* [PROBLEM TO WORK ON]:
Filter the records, keeping every line that contains the string "black", with case counting.
-- START --
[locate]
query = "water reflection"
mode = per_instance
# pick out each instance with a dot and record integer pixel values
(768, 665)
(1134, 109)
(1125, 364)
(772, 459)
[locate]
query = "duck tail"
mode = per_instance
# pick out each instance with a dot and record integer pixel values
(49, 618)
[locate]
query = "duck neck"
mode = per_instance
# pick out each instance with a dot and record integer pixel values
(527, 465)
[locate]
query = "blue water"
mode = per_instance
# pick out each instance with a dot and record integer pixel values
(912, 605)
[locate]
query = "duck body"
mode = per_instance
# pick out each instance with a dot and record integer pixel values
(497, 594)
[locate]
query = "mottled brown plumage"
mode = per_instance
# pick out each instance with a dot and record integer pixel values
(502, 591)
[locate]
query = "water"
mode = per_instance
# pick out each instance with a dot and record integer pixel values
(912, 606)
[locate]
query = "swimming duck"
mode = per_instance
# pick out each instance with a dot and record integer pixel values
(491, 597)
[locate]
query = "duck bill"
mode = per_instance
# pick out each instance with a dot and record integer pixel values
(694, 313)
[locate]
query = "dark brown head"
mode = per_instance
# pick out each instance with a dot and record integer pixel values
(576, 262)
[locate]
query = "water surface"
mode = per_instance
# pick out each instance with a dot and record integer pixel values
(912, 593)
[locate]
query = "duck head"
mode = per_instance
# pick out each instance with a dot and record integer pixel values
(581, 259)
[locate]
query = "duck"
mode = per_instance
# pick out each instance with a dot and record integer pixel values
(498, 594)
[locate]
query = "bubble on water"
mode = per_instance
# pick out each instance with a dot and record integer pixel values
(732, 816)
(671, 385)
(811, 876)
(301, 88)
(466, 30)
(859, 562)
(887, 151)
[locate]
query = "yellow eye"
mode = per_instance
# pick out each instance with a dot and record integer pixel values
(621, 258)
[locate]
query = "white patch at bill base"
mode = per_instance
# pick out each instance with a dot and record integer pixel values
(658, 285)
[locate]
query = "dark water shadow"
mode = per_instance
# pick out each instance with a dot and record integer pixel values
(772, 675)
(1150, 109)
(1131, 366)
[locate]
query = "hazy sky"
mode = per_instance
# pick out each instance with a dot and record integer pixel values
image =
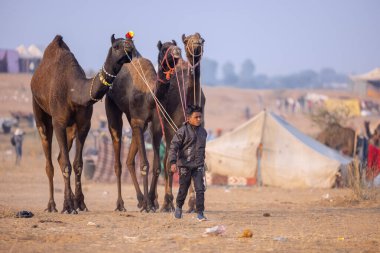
(281, 37)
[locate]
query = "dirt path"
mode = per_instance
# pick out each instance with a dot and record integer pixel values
(299, 221)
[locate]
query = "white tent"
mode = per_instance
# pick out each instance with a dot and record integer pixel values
(289, 158)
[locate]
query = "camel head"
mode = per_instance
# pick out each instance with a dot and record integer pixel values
(193, 47)
(169, 55)
(120, 52)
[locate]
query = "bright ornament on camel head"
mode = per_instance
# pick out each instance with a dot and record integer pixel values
(129, 35)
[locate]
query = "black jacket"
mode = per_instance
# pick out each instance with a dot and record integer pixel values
(187, 148)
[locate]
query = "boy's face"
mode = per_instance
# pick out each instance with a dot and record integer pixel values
(195, 119)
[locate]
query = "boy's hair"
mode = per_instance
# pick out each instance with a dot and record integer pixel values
(193, 108)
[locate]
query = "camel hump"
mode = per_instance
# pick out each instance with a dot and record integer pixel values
(58, 40)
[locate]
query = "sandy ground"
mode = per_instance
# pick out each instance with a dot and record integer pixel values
(307, 220)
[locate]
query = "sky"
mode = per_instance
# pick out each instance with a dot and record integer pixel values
(279, 36)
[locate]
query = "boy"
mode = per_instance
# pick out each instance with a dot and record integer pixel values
(187, 149)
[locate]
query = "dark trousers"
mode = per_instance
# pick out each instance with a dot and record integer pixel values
(185, 175)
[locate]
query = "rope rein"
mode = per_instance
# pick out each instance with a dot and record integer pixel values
(102, 78)
(160, 106)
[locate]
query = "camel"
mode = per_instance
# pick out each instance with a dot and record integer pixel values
(339, 138)
(178, 94)
(132, 97)
(63, 101)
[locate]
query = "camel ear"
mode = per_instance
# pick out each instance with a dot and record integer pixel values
(159, 45)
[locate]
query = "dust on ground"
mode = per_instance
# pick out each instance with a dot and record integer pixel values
(307, 220)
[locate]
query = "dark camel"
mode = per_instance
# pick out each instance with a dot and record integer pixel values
(186, 74)
(63, 101)
(132, 97)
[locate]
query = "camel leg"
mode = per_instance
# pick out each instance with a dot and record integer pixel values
(83, 126)
(45, 129)
(137, 132)
(168, 205)
(64, 163)
(115, 126)
(70, 135)
(157, 136)
(132, 170)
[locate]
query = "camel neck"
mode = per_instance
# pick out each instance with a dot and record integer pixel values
(194, 84)
(92, 90)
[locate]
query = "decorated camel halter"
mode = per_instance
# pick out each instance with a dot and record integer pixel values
(168, 73)
(103, 74)
(159, 106)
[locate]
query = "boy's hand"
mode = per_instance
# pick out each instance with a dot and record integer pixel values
(173, 168)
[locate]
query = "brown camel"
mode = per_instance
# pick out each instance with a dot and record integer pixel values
(63, 101)
(187, 74)
(373, 137)
(339, 138)
(132, 97)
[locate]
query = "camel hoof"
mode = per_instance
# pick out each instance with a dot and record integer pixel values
(69, 212)
(191, 210)
(120, 209)
(167, 209)
(51, 209)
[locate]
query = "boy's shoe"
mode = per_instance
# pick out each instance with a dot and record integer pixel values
(201, 216)
(178, 213)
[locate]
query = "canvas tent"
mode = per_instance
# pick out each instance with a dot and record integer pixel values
(367, 84)
(290, 159)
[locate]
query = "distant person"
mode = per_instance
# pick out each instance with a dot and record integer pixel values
(187, 150)
(247, 113)
(210, 135)
(16, 141)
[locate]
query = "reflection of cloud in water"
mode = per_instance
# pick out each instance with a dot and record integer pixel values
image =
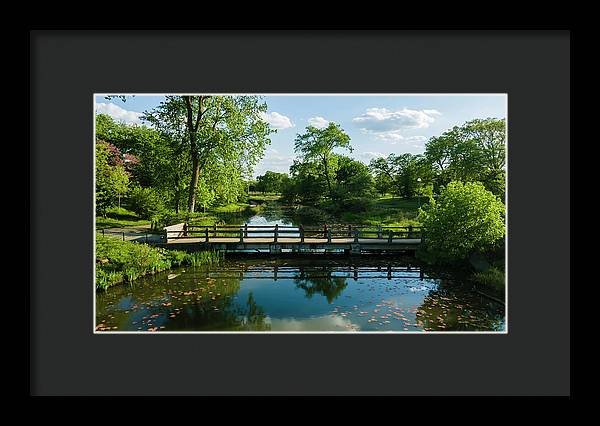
(324, 323)
(421, 287)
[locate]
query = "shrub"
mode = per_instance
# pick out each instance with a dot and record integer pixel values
(146, 202)
(466, 218)
(310, 215)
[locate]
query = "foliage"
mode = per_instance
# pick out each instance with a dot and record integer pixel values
(492, 277)
(146, 202)
(125, 261)
(225, 130)
(474, 151)
(317, 145)
(466, 218)
(271, 182)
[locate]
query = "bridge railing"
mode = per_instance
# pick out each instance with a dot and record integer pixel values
(328, 233)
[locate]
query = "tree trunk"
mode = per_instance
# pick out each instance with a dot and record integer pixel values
(194, 182)
(192, 131)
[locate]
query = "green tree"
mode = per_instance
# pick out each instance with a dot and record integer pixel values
(272, 182)
(474, 151)
(352, 178)
(229, 129)
(399, 173)
(112, 181)
(318, 145)
(466, 218)
(119, 182)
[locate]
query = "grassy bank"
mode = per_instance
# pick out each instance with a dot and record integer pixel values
(390, 211)
(120, 261)
(387, 211)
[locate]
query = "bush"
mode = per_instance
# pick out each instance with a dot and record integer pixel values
(310, 215)
(465, 219)
(124, 261)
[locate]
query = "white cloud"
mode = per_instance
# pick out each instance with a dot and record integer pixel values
(277, 120)
(318, 122)
(118, 113)
(394, 136)
(383, 120)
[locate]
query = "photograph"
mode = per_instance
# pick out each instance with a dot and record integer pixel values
(358, 213)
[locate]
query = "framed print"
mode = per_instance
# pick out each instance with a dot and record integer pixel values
(383, 208)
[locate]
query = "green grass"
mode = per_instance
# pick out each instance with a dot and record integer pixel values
(120, 261)
(391, 211)
(118, 218)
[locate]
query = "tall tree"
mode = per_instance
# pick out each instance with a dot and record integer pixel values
(318, 144)
(214, 128)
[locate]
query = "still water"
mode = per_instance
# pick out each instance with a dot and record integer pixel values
(299, 294)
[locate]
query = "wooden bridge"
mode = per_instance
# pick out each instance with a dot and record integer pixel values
(351, 239)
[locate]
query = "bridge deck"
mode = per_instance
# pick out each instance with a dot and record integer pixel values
(297, 240)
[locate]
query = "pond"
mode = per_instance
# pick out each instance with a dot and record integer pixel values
(299, 293)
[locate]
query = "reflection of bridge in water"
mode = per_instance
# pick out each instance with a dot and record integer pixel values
(280, 238)
(354, 272)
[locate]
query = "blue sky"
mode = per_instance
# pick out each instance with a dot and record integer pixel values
(377, 125)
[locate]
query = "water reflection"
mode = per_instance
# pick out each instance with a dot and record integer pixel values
(320, 282)
(314, 293)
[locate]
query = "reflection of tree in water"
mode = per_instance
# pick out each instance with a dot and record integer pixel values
(320, 282)
(455, 307)
(254, 318)
(211, 307)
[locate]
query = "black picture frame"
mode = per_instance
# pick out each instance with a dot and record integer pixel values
(67, 67)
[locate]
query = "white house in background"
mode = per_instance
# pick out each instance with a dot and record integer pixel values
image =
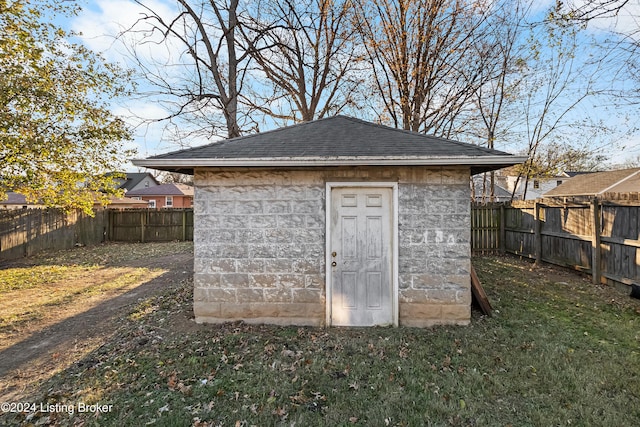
(536, 186)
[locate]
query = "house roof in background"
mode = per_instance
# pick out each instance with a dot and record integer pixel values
(163, 190)
(333, 141)
(134, 179)
(593, 184)
(14, 199)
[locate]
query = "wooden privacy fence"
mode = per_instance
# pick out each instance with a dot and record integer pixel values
(600, 237)
(24, 232)
(150, 225)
-- END --
* [ANSWER FOR THIS EXERCISE]:
query = "black jacket"
query = "black picture frame"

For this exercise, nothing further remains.